• **Énoncé a**
Dans l'extrait du document, qu'est-ce qui était « la mesure de mes plaisirs » ?

• **Extrait du document**
___

J.-J. ROUSSEAU, Émile.

BONHEUR DE JEAN-JACQUES DANS LA SOLITUDE.

Je ne saurais vous dire, monsieur, combien j'ai été touché de voir que vous m'estimiez le plus malheureux des hommes. Le public, sans doute, en jugera comme vous, et c'est ce qui m'afflige. Oh! que le sort dont j'ai joui n'est-il connu de tout l'univers ! chacun voudrait s'en faire un semblable! la paix régnerait sur la terre, les hommes ne songeraient plus à se nuire, et il n'y aurait plus de méchants, quand nul n'aurait d'intérêt à l'être. Mais de quoi jouissais-je enfin quand j'étais seul? de moi; de tout ce qu'a de beau le monde intellectuel; je rassemblais autour de moi tout ce qui pouvait flatter mon cœur; mes désirs étaient la mesure de mes plaisirs : non, jamais les plus voluptueux n'ont connu de pareilles délices, et j'ai cent fois plus joui de mes chimères, qu'ils ne font des réalités.

___

• **Enregistrements listés**
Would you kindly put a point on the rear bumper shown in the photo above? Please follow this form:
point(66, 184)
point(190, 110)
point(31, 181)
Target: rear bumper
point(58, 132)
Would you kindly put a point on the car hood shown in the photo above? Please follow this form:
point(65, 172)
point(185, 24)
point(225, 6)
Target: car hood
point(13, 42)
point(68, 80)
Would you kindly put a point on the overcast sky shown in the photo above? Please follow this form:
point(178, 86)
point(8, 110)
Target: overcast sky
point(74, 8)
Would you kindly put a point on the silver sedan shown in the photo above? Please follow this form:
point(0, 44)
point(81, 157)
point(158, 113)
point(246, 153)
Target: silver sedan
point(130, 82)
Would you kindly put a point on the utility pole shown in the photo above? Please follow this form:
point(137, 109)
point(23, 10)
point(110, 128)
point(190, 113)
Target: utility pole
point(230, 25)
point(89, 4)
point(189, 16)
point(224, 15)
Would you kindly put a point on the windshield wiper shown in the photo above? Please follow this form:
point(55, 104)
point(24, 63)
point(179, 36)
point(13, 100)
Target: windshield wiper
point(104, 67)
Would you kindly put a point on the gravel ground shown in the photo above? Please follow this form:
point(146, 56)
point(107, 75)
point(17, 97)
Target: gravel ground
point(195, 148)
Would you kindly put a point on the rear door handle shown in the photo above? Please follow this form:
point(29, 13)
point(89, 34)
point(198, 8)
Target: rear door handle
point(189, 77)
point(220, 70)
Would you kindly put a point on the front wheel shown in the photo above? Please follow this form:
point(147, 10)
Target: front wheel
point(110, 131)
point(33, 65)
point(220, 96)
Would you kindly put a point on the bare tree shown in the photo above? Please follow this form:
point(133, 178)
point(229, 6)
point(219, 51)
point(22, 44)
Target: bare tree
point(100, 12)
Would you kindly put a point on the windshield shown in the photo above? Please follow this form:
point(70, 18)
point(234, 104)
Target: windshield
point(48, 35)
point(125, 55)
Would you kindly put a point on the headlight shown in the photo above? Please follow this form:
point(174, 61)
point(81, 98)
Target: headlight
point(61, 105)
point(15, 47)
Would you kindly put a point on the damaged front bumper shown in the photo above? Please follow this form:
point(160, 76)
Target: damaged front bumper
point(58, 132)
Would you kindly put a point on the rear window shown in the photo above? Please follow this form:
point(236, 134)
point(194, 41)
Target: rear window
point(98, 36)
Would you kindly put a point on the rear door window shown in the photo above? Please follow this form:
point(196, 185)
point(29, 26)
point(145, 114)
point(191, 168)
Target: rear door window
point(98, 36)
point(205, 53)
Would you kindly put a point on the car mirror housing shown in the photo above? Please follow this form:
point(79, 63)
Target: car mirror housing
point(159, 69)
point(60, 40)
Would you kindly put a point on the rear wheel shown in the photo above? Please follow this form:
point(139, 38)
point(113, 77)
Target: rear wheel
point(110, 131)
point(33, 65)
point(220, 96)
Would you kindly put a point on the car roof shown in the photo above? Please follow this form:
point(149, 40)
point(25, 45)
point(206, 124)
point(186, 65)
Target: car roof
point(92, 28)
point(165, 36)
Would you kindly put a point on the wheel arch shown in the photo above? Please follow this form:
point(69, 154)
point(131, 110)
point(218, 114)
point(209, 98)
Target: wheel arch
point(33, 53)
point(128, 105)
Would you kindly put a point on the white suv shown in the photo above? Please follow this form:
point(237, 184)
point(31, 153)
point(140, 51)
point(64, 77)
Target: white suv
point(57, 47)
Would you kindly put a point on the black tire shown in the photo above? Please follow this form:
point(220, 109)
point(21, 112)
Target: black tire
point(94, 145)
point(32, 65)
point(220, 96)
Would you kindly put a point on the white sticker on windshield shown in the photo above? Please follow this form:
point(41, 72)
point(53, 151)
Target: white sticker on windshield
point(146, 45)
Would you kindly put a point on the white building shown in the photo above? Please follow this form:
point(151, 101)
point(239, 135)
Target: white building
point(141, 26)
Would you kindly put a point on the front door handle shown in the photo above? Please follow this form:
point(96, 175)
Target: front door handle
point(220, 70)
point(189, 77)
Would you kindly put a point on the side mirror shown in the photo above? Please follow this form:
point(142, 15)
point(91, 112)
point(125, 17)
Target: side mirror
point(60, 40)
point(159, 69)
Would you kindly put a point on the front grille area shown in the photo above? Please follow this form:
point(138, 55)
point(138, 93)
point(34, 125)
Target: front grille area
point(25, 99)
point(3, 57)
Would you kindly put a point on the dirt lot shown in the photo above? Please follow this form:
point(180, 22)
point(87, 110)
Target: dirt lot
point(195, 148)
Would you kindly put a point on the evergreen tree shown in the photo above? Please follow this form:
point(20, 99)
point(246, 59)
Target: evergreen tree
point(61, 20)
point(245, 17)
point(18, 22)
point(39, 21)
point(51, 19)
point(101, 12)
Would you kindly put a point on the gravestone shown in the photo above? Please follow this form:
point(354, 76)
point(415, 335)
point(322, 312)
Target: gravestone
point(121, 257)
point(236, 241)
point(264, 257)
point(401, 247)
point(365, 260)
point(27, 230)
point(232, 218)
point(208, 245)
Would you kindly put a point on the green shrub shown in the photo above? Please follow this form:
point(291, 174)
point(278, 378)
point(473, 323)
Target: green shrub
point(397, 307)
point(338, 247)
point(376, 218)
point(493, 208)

___

• **Énoncé b**
Pouvez-vous redonner toutes les lignes des enregistrements, depuis leur début jusqu'à la ligne contenant "point(104, 67)" incluse, en ajoutant -110 à chaque coordonnée des réponses et en laissant le reste inchangé ?

• **Solution rédigée a**
Les désirs : « mes désirs étaient la mesure de mes plaisirs ».

• **Solution rédigée b**
Would you kindly put a point on the rear bumper shown in the photo above? Please follow this form:
point(66, 184)
point(190, 110)
point(31, 181)
Target: rear bumper
point(-52, 22)
Would you kindly put a point on the car hood shown in the photo above? Please follow this form:
point(65, 172)
point(185, 24)
point(225, 6)
Target: car hood
point(-97, -68)
point(-42, -30)
Would you kindly put a point on the overcast sky shown in the photo above? Please follow this form:
point(178, 86)
point(8, 110)
Target: overcast sky
point(-36, -102)
Would you kindly put a point on the silver sedan shown in the photo above? Please follow this form:
point(0, 44)
point(81, 157)
point(158, 113)
point(246, 153)
Target: silver sedan
point(20, -28)
Would you kindly put a point on the utility pole shown in the photo above? Please follow this form:
point(137, 109)
point(23, 10)
point(110, 128)
point(190, 113)
Target: utility pole
point(120, -85)
point(-21, -106)
point(79, -94)
point(114, -95)
Would you kindly put a point on the windshield wiper shown in the photo above? Please follow this form:
point(55, 104)
point(24, 63)
point(179, 36)
point(13, 100)
Target: windshield wiper
point(-6, -43)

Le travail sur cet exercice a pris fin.